STATED GOAL 1: Pull out each line of the records below that contains the string "bird". Treat uppercase and lowercase as distinct.

** Start SELECTION **

Call it Murphy’s Law or whatever you want, but it was kind of a fitting start to 2013. 2012 couldn’t have gone better. I was very lucky time and time again. Whenever I played 36, things always worked out. When I had tight tee time windows or driving to do in between, I always made it in ample time. When I faced threats of bad weather, I always seemed to catch a pretty good break in the storm. I drove through the midwest in the middle of tornado season with near-perfect weather the whole trip. I went out to midwest again in the middle of August and got great weather without any super-hot days. So, for my first rounds of 2013, it only makes sense that things wouldn’t work out in my favor quite as well. Let’s hope it’s not a harbinger of bad things to come.
In the end, though, yesterday actually worked out okay, so maybe it’s a sign that 2013 will be just as great!!!
They have a big, beautiful clubhouse at Indian Wells that features a very modern design and top-notch facilities. I hung out inside for about an hour, then went out to the range to warm up a little. It was mats-only with the frost out, but it was enough to get loosened up. Then, they have a very cool little 9-hole practice putting course by the clubhouse, so I had some fun on that while I waited. Ultimately, they started teeing people off around 8:45 and I was called up to the first tee quickly enough. I was playing the Celebrity course first. They paired me with a fun threesome and we had a good time out there, teeing off at right about 9:00. We were waiting on the group ahead for a lot of shots, but we still played at a good overall pace of 4 hours.
They were able to get me out quickly on the Players course for my replay round, but I got to the first tee and there was a foursome waiting. The starter ended up just making us a fivesome. It was about 1:30 when we teed off, so finishing before dark was very doubtful and we were waiting on the groups ahead most of the front nine. The pace was slow. Then our group slowed down a little bit on the back. Once I saw a little gap ahead, I decided to break off on my own to get as much as I could in before dark. I skipped the 15th hole because there were groups on it, but played 16-18 without running into anyone. That was a good stretch of finishing holes, so I am glad I made that move, even if it made me look like a bit of a d!<k.

** End SELECTION **
** Start SUPPLIED RECORDS **

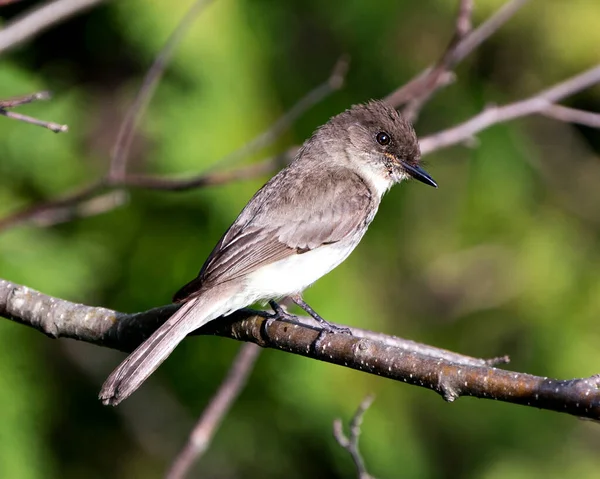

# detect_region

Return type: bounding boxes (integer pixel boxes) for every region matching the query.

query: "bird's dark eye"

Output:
[375,131,392,146]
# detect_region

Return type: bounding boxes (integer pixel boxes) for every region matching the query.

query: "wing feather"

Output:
[174,169,377,302]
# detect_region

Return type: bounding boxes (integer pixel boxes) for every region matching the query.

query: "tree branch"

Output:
[333,395,375,479]
[0,280,600,419]
[420,65,600,155]
[385,0,529,112]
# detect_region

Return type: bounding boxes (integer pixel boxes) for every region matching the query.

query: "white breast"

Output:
[241,242,360,302]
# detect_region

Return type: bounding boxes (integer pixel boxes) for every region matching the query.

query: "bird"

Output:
[99,100,437,405]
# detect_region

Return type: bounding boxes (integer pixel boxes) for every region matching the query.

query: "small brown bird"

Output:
[100,101,437,405]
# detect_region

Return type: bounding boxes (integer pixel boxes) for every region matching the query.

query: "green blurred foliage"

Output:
[0,0,600,479]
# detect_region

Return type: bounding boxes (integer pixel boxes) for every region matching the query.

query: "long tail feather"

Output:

** End SUPPLIED RECORDS **

STATED GOAL 2: Reproduce the golf passage above in full, word for word.

FULL SOLUTION 1:
query: "bird's dark eye"
query: "bird"
query: "small brown bird"

FULL SOLUTION 2:
Call it Murphy’s Law or whatever you want, but it was kind of a fitting start to 2013. 2012 couldn’t have gone better. I was very lucky time and time again. Whenever I played 36, things always worked out. When I had tight tee time windows or driving to do in between, I always made it in ample time. When I faced threats of bad weather, I always seemed to catch a pretty good break in the storm. I drove through the midwest in the middle of tornado season with near-perfect weather the whole trip. I went out to midwest again in the middle of August and got great weather without any super-hot days. So, for my first rounds of 2013, it only makes sense that things wouldn’t work out in my favor quite as well. Let’s hope it’s not a harbinger of bad things to come.
In the end, though, yesterday actually worked out okay, so maybe it’s a sign that 2013 will be just as great!!!
They have a big, beautiful clubhouse at Indian Wells that features a very modern design and top-notch facilities. I hung out inside for about an hour, then went out to the range to warm up a little. It was mats-only with the frost out, but it was enough to get loosened up. Then, they have a very cool little 9-hole practice putting course by the clubhouse, so I had some fun on that while I waited. Ultimately, they started teeing people off around 8:45 and I was called up to the first tee quickly enough. I was playing the Celebrity course first. They paired me with a fun threesome and we had a good time out there, teeing off at right about 9:00. We were waiting on the group ahead for a lot of shots, but we still played at a good overall pace of 4 hours.
They were able to get me out quickly on the Players course for my replay round, but I got to the first tee and there was a foursome waiting. The starter ended up just making us a fivesome. It was about 1:30 when we teed off, so finishing before dark was very doubtful and we were waiting on the groups ahead most of the front nine. The pace was slow. Then our group slowed down a little bit on the back. Once I saw a little gap ahead, I decided to break off on my own to get as much as I could in before dark. I skipped the 15th hole because there were groups on it, but played 16-18 without running into anyone. That was a good stretch of finishing holes, so I am glad I made that move, even if it made me look like a bit of a d!<k.